Given request 1 » Reproduce the Mopar rebuild passage word for word, everything from "There's a fine" down to "many, we guess.".
Given request 2 » In the passage on rebuilding a Mopar, what part of the car gets a full rebuild this month?
Given request 3 » Write the next part of the passage about fully rebuilding a Mopar, picking up after its last sentence.

Excerpted text »
******

There's a fine line that separates the look of a fully rebuilt Mopar from a car that is just fixed up. Be it a purist's authentic resto or a tastefully and functionally modified car, you can always spot the machine that received the whole nine yards. Everywhere you look, it's quality, clean, and like new or better. To perform the total rebuild, you must go into each component and work the details before moving to the next. You'll find yourself working on components of the car that most guys take for granted. How many late-model Camaro or 5.0 Mustang guys will blueprint the pedals, rework the window mechanism, or, as we do this month, fully rebuild a steering column? Not many, we guess.

******

Dataset content »

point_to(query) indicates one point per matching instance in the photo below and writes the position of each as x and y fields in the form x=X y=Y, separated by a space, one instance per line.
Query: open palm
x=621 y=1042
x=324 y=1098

******

Task output 1 »
There's a fine line that separates the look of a fully rebuilt Mopar from a car that is just fixed up. Be it a purist's authentic resto or a tastefully and functionally modified car, you can always spot the machine that received the whole nine yards. Everywhere you look, it's quality, clean, and like new or better. To perform the total rebuild, you must go into each component and work the details before moving to the next. You'll find yourself working on components of the car that most guys take for granted. How many late-model Camaro or 5.0 Mustang guys will blueprint the pedals, rework the window mechanism, or, as we do this month, fully rebuild a steering column? Not many, we guess.

Task output 2 » A steering column.

Task output 3 »
The details truly make the difference. Take the oft-neglected steering column. Slip behind the wheel of a nice looking Mopar, and the little things can detract and annoy. These cars are 30-plus years old and show it: The steering wheel begins to growl when turned, the signals won't self-cancel or work at all, and the ignition key has to be wiggled to get the engine to fire. Suddenly, that pretty Mopar acts like a tired old car. By the same token, if the wheel turns as smooth as silk, the controls snap positively like they were made yesterday, and the finish quality looks better than it did leaving Hamtramck, the sense of quality prevails. We had all types of woes brewing in the column of our '71 Challenger R/T: faulty electronics, a junkyard-quality finish, and dried, dirt-encrusted bearings made it anything but a smooth operator. A full cosmetic and functional rebuild set us back a couple of days, but it put us way ahead of the game when it came to a quality resto effort.

Testing 1-2-3
A few tests can quickly identify a bad signal switch, saving the potential frustration of putting together the column and tearing it down again to replace the switch. Here's how to test it:

Horn: The switch provides the ground for the horn relay. This is the black wire. Bridge a test light from the black output wire to a hot source. The light should fire when the horn is depressed, and if it doesn't, suspect a fault in the switch or horn contact plates. Substitute a multimeter for the test light by checking for continuity between the same wires.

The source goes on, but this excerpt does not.